TASK BRIEF:
How many lines in the records below contain the word "capital"? Reply with the number alone.

LISTED ENTRIES:
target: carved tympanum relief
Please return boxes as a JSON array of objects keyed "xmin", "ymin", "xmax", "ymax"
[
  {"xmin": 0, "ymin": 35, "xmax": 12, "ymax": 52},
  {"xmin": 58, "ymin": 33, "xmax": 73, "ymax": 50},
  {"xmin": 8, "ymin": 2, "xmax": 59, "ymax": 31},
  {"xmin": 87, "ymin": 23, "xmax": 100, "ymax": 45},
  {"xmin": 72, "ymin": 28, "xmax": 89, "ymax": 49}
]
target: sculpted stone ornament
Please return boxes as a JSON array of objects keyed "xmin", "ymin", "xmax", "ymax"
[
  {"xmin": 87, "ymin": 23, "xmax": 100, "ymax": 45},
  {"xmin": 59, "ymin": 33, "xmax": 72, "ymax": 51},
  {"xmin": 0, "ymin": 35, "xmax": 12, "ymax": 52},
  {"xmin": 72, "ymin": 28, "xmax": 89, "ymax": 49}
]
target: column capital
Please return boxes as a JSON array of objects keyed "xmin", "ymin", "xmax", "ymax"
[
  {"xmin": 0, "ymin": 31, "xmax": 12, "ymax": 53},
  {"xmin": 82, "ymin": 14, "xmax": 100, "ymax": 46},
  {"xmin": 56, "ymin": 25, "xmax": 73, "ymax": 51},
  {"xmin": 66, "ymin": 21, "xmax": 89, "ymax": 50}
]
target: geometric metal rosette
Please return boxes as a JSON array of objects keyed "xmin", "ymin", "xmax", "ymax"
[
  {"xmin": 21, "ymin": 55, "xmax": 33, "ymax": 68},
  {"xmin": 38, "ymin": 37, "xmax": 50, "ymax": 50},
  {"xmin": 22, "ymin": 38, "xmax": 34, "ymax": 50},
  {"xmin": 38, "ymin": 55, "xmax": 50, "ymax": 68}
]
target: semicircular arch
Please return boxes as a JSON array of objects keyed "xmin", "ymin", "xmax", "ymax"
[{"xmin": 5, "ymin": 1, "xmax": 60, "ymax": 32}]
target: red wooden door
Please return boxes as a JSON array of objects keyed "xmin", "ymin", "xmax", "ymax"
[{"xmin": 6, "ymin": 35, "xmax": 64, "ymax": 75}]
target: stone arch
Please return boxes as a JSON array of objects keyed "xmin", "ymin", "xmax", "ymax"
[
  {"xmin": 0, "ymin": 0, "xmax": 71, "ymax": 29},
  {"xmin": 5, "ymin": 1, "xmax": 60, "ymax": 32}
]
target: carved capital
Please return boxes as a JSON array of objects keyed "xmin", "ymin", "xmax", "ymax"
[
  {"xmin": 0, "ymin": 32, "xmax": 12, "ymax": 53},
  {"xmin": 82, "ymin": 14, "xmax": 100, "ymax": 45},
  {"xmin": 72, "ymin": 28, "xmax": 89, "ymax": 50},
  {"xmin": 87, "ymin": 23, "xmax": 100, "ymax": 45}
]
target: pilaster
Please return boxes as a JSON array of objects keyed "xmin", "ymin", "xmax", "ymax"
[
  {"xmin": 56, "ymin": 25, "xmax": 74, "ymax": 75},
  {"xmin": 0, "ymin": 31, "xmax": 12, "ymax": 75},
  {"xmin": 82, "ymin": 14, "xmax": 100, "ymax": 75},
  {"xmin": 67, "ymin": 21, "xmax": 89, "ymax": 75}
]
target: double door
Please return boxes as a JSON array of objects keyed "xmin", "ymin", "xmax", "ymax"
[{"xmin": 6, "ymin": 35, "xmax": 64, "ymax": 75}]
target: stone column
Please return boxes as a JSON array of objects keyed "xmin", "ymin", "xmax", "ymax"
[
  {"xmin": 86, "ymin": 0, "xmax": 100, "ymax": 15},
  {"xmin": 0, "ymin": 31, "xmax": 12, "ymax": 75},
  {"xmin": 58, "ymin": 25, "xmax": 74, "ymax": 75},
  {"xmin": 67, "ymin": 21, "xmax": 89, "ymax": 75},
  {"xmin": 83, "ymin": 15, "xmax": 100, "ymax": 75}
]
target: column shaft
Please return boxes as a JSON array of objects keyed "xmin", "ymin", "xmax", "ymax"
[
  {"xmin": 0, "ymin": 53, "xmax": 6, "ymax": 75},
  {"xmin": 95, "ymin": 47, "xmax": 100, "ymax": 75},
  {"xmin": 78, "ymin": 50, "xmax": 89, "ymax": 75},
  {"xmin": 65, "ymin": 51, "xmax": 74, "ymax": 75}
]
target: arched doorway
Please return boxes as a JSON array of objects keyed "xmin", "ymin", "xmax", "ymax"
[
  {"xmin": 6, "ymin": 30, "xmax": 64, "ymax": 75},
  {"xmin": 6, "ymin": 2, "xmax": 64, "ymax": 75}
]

WRITTEN SOLUTION:
2